==== PASSAGE ====


    Though why should I whine,
    Whine that the crime was other than mine?— (22-23)

    Woah, here's another intense moment. The speaker puts it all out on the table, and refers to her abortion as a "crime." There's no ambiguity in her language here.

    Since anyhow you are dead.
    Or rather, or instead,
    You were never made.
    But that too, I am afraid,
    Is faulty: oh, what shall I say, how is the truth to be said?
    You were born, you had body, you died.
    It is just that you never giggled or planned or cried. (24-30)

    In these lines, the speaker is once again trying to sort through her language, and figure out the best way to express both her feelings and experiences. But it ain't easy to put language to a being that never was. Even at the end of the poem, it seems that the mother is still struggling to put language to her experience.

  • Guilt and Blame

    Abortions will not let you forget.
    You remember the children you got that you did not get, (1-2)

    There's a sense of guilt in "the mother" right from the get-go. Abortions are not something that you can forget. They have a way of changing you, the poem suggests.

==== DATA EXTRACTS ====

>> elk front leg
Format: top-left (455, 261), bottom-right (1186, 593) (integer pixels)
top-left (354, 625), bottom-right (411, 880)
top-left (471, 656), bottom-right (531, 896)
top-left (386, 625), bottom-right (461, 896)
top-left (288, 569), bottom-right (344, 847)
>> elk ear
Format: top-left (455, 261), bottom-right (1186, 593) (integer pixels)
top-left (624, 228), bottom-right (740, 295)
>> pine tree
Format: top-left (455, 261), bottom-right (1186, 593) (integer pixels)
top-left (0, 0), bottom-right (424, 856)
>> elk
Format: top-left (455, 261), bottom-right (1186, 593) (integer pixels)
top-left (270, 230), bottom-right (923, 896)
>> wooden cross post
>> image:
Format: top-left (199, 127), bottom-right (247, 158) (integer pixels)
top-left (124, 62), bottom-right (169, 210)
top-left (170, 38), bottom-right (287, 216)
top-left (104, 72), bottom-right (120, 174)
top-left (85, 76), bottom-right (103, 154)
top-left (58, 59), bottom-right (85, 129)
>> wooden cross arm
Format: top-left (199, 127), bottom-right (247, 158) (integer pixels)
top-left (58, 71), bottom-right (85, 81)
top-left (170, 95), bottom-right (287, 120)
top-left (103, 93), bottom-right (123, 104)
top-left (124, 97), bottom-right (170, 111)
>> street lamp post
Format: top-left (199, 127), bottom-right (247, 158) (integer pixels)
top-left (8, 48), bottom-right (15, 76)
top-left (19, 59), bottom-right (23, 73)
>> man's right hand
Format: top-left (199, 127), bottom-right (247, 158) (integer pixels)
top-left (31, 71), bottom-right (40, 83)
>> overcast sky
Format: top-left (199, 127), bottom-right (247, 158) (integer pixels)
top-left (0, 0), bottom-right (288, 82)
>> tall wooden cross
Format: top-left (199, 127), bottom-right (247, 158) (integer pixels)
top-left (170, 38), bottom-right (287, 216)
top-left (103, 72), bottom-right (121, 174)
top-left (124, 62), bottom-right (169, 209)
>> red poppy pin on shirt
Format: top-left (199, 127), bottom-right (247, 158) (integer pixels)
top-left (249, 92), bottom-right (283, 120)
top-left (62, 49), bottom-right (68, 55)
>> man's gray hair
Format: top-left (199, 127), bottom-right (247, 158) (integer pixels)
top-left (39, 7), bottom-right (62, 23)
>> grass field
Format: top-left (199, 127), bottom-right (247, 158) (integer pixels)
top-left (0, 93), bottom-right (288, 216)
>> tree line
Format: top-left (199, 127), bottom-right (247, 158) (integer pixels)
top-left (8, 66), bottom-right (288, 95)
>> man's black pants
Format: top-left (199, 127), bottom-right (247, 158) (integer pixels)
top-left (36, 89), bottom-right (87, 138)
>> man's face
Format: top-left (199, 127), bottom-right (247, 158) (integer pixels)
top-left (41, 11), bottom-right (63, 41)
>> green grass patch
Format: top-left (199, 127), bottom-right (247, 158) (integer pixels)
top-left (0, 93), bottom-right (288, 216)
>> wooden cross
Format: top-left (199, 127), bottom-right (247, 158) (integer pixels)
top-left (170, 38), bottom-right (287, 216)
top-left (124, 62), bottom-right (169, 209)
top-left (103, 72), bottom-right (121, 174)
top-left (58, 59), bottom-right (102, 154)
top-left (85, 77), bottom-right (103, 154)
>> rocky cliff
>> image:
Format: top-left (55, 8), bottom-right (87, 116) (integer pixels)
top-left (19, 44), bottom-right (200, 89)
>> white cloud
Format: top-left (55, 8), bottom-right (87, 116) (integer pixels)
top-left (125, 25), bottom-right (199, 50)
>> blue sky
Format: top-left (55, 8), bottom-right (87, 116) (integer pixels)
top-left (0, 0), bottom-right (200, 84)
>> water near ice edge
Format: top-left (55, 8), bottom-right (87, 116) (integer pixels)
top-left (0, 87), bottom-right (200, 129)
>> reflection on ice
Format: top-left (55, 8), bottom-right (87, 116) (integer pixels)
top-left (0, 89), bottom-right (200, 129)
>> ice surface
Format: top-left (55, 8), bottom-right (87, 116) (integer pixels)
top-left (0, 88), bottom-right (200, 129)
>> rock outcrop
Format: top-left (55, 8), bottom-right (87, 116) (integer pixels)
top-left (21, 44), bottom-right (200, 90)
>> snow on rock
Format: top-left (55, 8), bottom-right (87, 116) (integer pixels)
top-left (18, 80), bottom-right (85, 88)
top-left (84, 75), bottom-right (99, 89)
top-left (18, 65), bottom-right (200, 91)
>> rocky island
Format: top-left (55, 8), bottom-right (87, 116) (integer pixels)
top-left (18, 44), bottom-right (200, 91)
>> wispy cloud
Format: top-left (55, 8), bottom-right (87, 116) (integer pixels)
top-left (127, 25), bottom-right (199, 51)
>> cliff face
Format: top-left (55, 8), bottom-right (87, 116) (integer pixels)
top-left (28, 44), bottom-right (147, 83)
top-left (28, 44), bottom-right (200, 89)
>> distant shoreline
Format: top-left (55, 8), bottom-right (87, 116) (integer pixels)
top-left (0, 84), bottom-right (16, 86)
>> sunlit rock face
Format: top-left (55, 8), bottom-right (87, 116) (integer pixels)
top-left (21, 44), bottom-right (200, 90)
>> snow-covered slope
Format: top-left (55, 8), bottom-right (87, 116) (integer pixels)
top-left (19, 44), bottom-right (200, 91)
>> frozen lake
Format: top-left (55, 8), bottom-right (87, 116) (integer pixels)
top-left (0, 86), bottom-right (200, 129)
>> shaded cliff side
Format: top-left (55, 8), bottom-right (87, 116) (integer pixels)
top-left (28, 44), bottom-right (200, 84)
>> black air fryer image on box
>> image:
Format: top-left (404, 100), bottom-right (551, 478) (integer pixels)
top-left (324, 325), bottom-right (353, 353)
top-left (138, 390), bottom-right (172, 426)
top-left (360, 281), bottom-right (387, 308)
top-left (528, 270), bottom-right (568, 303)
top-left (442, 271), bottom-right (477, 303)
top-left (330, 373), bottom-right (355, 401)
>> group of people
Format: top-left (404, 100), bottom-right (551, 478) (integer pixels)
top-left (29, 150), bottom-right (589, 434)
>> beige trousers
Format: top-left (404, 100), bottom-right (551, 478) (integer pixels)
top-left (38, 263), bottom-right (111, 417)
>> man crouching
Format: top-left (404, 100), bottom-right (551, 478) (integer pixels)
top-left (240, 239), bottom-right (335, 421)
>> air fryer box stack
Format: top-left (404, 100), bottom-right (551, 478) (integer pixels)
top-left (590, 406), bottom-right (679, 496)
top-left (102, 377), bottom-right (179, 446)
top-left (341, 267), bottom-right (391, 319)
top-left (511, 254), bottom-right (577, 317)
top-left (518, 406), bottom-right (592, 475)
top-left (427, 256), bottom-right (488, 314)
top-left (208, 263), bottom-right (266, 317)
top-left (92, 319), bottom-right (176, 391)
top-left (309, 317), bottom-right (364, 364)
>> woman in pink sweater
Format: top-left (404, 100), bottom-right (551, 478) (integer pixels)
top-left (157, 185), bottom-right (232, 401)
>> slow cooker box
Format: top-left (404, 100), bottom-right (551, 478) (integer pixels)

====

EXERCISE REQUIREMENTS:
1. Reproduce the stretch of the poem commentary from "Woah, here's another" through "were never made.".
2. In the poem commentary, what word does the speaker use for her abortion?
3. Extend the poem commentary, picking up right after its final sentence.

RESPONSES BY ITEM NUMBER:
1.
Woah, here's another intense moment. The speaker puts it all out on the table, and refers to her abortion as a "crime." There's no ambiguity in her language here.

    Since anyhow you are dead.
    Or rather, or instead,
    You were never made.

2. She calls it a "crime."

3.
    I have heard in the voices of the wind the voices of my dim killed children. (11)

    By referring in this line (and throughout the poem, actually) to her children, the speaker implicitly acknowledges that they've had some kind of life. Consequently, they've been "killed" by the abortion. Hello, guilty conscience.

    Believe that even in my deliberateness I was not deliberate. (21)

    This is a tricky line. The speaker seems to say that even in her deliberate decision to have an abortion, she was not deliberate. Does this mean that she didn't kill her unborn children on purpose? That she did not realize the extent of her feelings for her not-yet-existent children? That she now regrets her deliberate decision? What do you think?

    Though why should I whine,
    Whine that the crime was other than mine?— (22-23)

    The use of the word "crime" is so loaded here. It's the ultimate admission of guilt in this poem. And there's a recognition here, too, that the abortion was no one's decision but her own. This is heavy stuff, guys.

    Believe me, I loved you all.
    Believe me, I knew you, though faintly, and I loved, I loved you
    All. (30-32)

    In these final lines of the poem, love seems to overcome guilt. The speaker doesn't end by talking about crimes; she ends by talking above love. Does this mean she's moved on? Probably not. After all, abortions don't let you forget. But maybe these lines suggest a glimmer of hope. Perhaps love endures longer than guilt, and love will be her way of coping with her guilt from now on.

  • Politics

    Abortions will not let you forget.
    You remember the children you got that you did not get, (1-2)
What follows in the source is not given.